Blues: Mas, afinal, quem é o primeiro Sonny Boy Williamson?

A história do homem que praticamente inventou a gaita no blues — e teve seu nome roubado e transformado em “marca”.

Vamos ser sinceros? É impossível falar sobre (ou ouvir) blues durante muito tempo sem cair numa gaita. Afinal, mesmo sendo usado em diversos gêneros musicais, o instrumento acabou se tornando a cara do blues.

Isso não é coincidência ou acidente. Na verdade, é algo que está ligado a motivos muito mais econômicos e práticos que artísticos. Pense num blueseiro do início do século 20: um sujeito sem muito dinheiro e andando a pé de uma cidade para outra. Primeiro, a gaita é infinitamente mais barata que um violão. Segundo? Ela cabe no bolso.

Seja por preço ou por praticidade, o fato é que foi no blues que a gaita passou a ser um instrumento principal na música, ao invés de apenas “dar apoio” para o resto da banda. E muito disso se deve a Sonny Boy Williamson.

Ou, melhor dizendo, ao primeiro Sonny Boy Williamson.

Sim, existem dois Sonny Boy Williamson, e isso causa uma enorme confusão em quem está dando os primeiros passos no blues — especialmente porque o segundo Sonny Boy Williamson é mais velho que o primeiro. Mas calma que eu explico.

Nascido em 1914, John Lee Curtis Williamson é, provavelmente, o maior gaitista da primeira metade do século e fez muito sucesso em Chicago com o nome Sonny Boy Williamson. Já Alex (pronuncia-se “Aleck”) Miller, nascido em 1912, era um gaitista famoso no Mississippi e Arkansas, que se apresentava com diversos nomes artísticos (“Rice” Miller era o mais famoso deles), chegando a tocar até mesmo com Robert Johnson.

No início dos anos 40, Miller e outro blueseiro, Robert Lockwood (que, por sua vez, era enteado de Robert Johnson) passaram a apresentar o programa de rádio King Biscuit Time, patrocinado pela marca de farinha King Biscuit. Logo, se tornaram astros regionais tocando clássicos do blues ao vivo no estúdio da rádio.

E foi nesse momento que, para capitalizar sua fama, Miller passou a ser conhecido como Sonny Boy Williamson — que já fazia sucesso. Até hoje não se sabe se a ideia de se apropriar do nome foi do patrocinador do programa ou do próprio Miller, mas o ponto é que o gaitista comprou a ideia. Passou a usar apenas esse nome e até mesmo dizia que havia sido o primeiro a se apresentar com o nome de Sonny Boy Williamson — ele até mesmo dizia que havia nascido em 1899 para provar isso.

Enfim… Hoje, estudiosos e biógrafos decidiram que John Lee Curtis é Sonny Boy Williamson, ou Sonny Boy Williamson I ou até mesmo The Original Sonny Boy. Já Alex Miller passou a ser conhecido apenas como Sonny Boy Williamson II (existe um Sonny Boy Williamson III, mas este sim é uma pequena nota de rodapé na história).

_Requisitos do exercício_.
a) Responda, com base no texto sobre Sonny Boy Williamson:
(i) Em que ano nasceu John Lee Curtis Williamson?
(ii) Que programa de rádio Miller e Robert Lockwood passaram a apresentar no início dos anos 40?
(iii) Qual era o parentesco de Robert Lockwood com Robert Johnson?
b) Transcreva do texto sobre Sonny Boy Williamson o trecho entre "Blues: Mas, afinal, quem" e "cara do blues.", inclusive.
c) Dê sequência ao texto sobre os dois Sonny Boy Williamson a partir da última frase apresentada.

_Listagem de dados_.
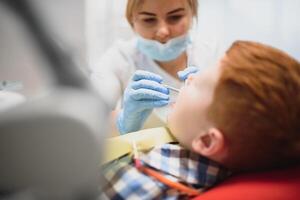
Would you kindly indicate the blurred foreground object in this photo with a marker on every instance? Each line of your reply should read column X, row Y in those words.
column 51, row 146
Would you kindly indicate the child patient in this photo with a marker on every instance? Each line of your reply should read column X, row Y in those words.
column 241, row 115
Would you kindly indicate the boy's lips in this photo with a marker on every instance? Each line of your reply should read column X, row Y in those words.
column 172, row 105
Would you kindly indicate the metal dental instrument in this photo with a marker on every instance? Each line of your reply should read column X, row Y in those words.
column 171, row 88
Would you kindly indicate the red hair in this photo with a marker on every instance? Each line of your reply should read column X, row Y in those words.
column 257, row 106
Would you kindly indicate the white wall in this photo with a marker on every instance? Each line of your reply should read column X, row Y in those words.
column 20, row 59
column 270, row 21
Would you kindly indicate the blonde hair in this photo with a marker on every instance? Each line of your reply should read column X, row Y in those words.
column 256, row 104
column 132, row 5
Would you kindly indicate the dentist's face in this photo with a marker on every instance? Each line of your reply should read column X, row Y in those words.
column 162, row 20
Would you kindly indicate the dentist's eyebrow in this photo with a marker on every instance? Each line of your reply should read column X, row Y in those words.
column 176, row 10
column 146, row 13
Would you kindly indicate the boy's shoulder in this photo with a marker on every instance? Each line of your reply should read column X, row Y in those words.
column 171, row 161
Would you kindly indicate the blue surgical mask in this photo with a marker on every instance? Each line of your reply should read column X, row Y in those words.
column 164, row 52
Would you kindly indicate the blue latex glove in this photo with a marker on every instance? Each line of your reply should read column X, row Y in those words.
column 144, row 93
column 183, row 75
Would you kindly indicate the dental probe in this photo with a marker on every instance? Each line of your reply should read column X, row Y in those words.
column 171, row 88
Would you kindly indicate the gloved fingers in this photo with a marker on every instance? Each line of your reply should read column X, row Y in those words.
column 185, row 73
column 148, row 104
column 149, row 84
column 141, row 74
column 147, row 94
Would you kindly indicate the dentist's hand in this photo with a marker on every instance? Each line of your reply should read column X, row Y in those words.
column 144, row 93
column 183, row 75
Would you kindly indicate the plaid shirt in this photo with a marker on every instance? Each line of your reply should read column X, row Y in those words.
column 122, row 180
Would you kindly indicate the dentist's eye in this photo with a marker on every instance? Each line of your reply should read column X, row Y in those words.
column 149, row 21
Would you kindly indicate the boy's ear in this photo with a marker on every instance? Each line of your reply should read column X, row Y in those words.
column 210, row 143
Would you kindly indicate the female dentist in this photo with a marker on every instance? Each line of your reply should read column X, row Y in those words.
column 163, row 46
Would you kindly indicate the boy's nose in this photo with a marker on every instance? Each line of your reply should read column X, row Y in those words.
column 163, row 32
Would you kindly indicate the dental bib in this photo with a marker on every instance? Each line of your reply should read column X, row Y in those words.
column 146, row 139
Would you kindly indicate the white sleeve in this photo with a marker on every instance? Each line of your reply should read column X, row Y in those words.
column 111, row 73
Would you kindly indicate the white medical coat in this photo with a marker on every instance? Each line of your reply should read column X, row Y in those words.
column 115, row 68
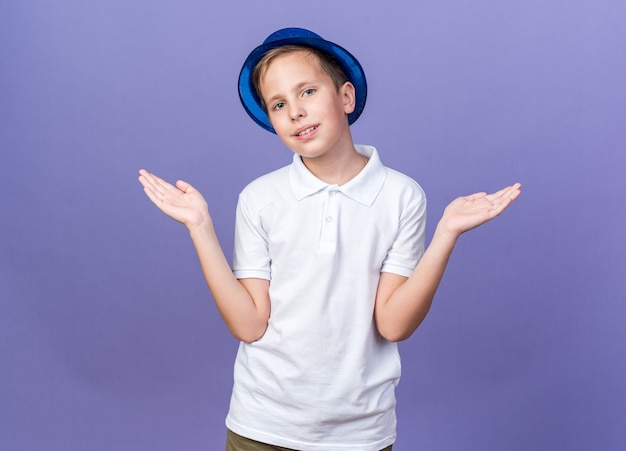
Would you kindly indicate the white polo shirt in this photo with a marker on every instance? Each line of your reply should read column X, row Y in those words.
column 321, row 377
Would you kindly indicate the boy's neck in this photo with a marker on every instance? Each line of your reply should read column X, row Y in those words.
column 336, row 168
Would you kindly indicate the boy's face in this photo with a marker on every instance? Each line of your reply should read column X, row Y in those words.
column 305, row 108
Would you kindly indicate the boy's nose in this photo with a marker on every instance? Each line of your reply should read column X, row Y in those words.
column 296, row 112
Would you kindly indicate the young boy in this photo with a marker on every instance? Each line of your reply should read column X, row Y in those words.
column 329, row 270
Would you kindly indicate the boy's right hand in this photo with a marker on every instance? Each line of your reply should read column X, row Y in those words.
column 182, row 202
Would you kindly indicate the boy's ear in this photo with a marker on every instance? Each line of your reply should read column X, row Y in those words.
column 348, row 96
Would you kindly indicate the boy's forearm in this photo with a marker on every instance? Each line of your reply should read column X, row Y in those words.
column 245, row 317
column 409, row 304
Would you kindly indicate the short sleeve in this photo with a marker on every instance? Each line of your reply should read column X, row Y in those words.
column 251, row 257
column 409, row 243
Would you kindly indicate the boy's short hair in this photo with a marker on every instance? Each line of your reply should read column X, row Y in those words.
column 326, row 62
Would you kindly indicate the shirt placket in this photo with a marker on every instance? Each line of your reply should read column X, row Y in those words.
column 330, row 220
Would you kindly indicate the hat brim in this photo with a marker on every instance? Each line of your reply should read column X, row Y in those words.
column 351, row 66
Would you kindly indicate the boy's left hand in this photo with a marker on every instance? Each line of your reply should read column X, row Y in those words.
column 468, row 212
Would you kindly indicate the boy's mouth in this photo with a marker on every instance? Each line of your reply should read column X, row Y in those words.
column 306, row 131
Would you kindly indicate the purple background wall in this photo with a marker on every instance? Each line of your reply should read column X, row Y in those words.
column 108, row 337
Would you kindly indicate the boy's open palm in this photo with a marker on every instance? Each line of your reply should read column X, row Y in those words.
column 468, row 212
column 182, row 202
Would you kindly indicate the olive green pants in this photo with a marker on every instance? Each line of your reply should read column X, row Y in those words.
column 236, row 442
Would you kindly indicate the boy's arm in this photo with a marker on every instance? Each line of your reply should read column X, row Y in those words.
column 243, row 304
column 402, row 303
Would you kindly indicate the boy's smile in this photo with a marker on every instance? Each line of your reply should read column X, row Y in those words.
column 307, row 111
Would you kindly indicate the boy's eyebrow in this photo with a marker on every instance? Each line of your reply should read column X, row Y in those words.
column 297, row 87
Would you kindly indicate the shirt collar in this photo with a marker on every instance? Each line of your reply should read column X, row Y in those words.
column 363, row 188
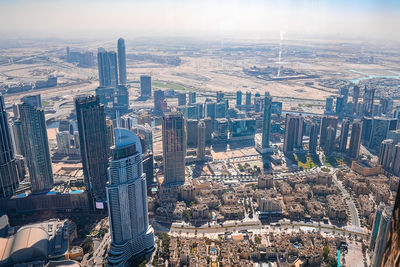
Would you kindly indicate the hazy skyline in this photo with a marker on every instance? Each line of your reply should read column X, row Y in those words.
column 355, row 19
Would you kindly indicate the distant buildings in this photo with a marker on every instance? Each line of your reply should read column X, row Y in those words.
column 113, row 93
column 344, row 133
column 293, row 133
column 84, row 59
column 329, row 105
column 242, row 129
column 201, row 140
column 248, row 98
column 145, row 86
column 127, row 201
column 355, row 140
column 356, row 96
column 122, row 61
column 386, row 154
column 174, row 148
column 36, row 146
column 181, row 99
column 239, row 96
column 327, row 121
column 8, row 169
column 266, row 122
column 379, row 130
column 159, row 101
column 329, row 146
column 312, row 146
column 91, row 120
column 192, row 97
column 108, row 68
column 369, row 97
column 221, row 131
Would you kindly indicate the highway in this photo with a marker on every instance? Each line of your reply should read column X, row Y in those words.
column 255, row 225
column 354, row 216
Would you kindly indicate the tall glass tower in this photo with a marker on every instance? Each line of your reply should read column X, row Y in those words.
column 108, row 70
column 264, row 147
column 174, row 148
column 127, row 201
column 266, row 120
column 91, row 119
column 8, row 170
column 121, row 61
column 36, row 144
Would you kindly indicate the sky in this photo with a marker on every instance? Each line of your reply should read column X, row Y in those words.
column 263, row 19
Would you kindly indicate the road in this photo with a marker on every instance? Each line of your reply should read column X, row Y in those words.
column 255, row 225
column 354, row 216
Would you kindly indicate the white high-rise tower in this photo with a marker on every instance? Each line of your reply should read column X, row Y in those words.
column 127, row 201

_Respostas_.
a)
(i) Em 1914.
(ii) King Biscuit Time.
(iii) Era enteado de Robert Johnson.

b)
Blues: Mas, afinal, quem é o primeiro Sonny Boy Williamson?

A história do homem que praticamente inventou a gaita no blues — e teve seu nome roubado e transformado em “marca”.

Vamos ser sinceros? É impossível falar sobre (ou ouvir) blues durante muito tempo sem cair numa gaita. Afinal, mesmo sendo usado em diversos gêneros musicais, o instrumento acabou se tornando a cara do blues.

c)
Sonny Boy Williamson II é um pilantra? Talvez, mas a história não se lembra dele assim, e sim como um gênio. Na verdade, os dois Sonny Boy são considerados monstros do blues. Mas a questão é que, por mais óbvio que isso pareça, não existiria Sonny Boy Williamson II sem o Sonny Boy Williamson original. E o motivo disso vai muito além da escolha do nome.

Sonny Boy Williamson (e a partir de agora vamos falar somente do primeiro) praticamente inventou a gaita no blues. Sim, existiram muitos antes dele, mas foi ele quem escreveu a gramática da coisa, colocando a gaita em primeiro plano e inaugurando um estilo de tocar que coloca o instrumento como um segundo vocalista (da mesma forma que Robert Johnson e BB King faziam, respectivamente, com o violão e a guitarra).

Abaixo, em Good Morning, School Girl (às vezes chamada de Good Morning Little Schoolgirl), em que o cantor até mesmo sugere se disfarçar de “school boy” para que a garota, uma estudante, o apresente a seus pais, a gaita já é completamente predominante, abrindo a música de forma deliciosa e funcionando, dali em diante, quase como uma pontuação na música.

Ok, antes de irmos para a música, vamos explicar o esquema da pontuação. O blues clássico tem uma estrutura que funciona basicamente com estrofes de três versos, que, normalmente, obedecem a uma ordem específica: “pergunta — repete a pergunta — resposta”. Se você prestar atenção, verá que boa parte das músicas de blues anteriores aos anos 50 (ou seja, aquilo que se chama pre-war blues), segue essa fórmula.

Como os blueseiros tocavam muito ao vivo, essa estrutura na música servia para chamar a atenção da plateia. Na primeira pergunta, o público percebe que o blueseiro está falando; assim, ele repete a pergunta para que o público, agora escutando com atenção, preste atenção no que ele diz; e, finalmente, com a plateia atenta, ele entrega a resposta, que é o verso mais importante da estrofe.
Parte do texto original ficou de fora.